Aim of the exercise >> Print the entries below verbatim, with every line unchanged.

Material for this exercise >>
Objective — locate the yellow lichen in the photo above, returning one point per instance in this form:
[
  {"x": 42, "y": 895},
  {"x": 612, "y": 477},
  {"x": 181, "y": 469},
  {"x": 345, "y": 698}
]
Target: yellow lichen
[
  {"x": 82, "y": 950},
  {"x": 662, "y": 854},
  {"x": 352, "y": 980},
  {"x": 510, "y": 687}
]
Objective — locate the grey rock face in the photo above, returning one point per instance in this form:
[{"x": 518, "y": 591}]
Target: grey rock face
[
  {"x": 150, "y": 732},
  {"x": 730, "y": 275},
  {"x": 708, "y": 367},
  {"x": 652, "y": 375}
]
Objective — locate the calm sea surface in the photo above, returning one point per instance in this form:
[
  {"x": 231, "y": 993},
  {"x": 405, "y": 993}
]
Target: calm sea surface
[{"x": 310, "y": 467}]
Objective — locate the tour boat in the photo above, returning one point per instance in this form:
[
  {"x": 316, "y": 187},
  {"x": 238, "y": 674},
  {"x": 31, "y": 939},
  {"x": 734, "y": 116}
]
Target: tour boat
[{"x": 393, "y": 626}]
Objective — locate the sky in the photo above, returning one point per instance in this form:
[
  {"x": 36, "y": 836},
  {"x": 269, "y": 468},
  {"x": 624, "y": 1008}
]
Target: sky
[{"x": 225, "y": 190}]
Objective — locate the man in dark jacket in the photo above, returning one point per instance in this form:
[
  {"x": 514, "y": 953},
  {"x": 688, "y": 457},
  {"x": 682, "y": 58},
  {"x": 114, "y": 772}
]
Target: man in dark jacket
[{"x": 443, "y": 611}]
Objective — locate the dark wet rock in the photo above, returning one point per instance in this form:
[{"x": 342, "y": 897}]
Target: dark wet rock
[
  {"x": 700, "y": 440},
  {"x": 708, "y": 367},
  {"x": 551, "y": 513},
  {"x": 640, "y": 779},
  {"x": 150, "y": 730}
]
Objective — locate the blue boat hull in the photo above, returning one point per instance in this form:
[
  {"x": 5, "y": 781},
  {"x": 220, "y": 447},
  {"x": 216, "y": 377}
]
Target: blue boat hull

Exercise output >>
Objective — locate the yellow lichen in the photo above, returning one point per instance in this form:
[
  {"x": 42, "y": 895},
  {"x": 612, "y": 477},
  {"x": 181, "y": 469},
  {"x": 345, "y": 698}
]
Target: yellow lichen
[
  {"x": 82, "y": 950},
  {"x": 662, "y": 854},
  {"x": 352, "y": 980},
  {"x": 510, "y": 687}
]
Objective — locate the grey rock face in the photo above, returning one point per instance in this form:
[{"x": 518, "y": 591}]
Target: grey rock face
[
  {"x": 150, "y": 732},
  {"x": 730, "y": 275},
  {"x": 708, "y": 367},
  {"x": 652, "y": 375}
]
Objective — locate the calm sea surface in the photo above, returning one point per instance in this form:
[
  {"x": 231, "y": 993},
  {"x": 405, "y": 993}
]
Target: calm sea surface
[{"x": 310, "y": 467}]
Objective — locate the tour boat in the photo above, returning one point per instance in this form:
[
  {"x": 316, "y": 187},
  {"x": 238, "y": 674},
  {"x": 31, "y": 939},
  {"x": 734, "y": 116}
]
Target: tour boat
[{"x": 393, "y": 626}]
Objective — locate the sky in the photo above, returning one point per instance in this form:
[
  {"x": 36, "y": 836},
  {"x": 269, "y": 468},
  {"x": 624, "y": 1008}
]
Target: sky
[{"x": 225, "y": 190}]
Objective — locate the man in dark jacket in the photo above, returning one point per instance in this form:
[
  {"x": 514, "y": 953},
  {"x": 688, "y": 457},
  {"x": 682, "y": 58},
  {"x": 114, "y": 772}
]
Target: man in dark jacket
[{"x": 443, "y": 611}]
Objective — locate the dark wet rock in the photo above, returning one point per instance in this form:
[{"x": 342, "y": 897}]
Target: dark wet rock
[
  {"x": 700, "y": 440},
  {"x": 708, "y": 367},
  {"x": 551, "y": 513},
  {"x": 640, "y": 779},
  {"x": 150, "y": 730}
]
Objective — locate the blue boat hull in the photo above, returning one point per instance in this form:
[
  {"x": 5, "y": 781},
  {"x": 220, "y": 447},
  {"x": 216, "y": 377}
]
Target: blue boat hull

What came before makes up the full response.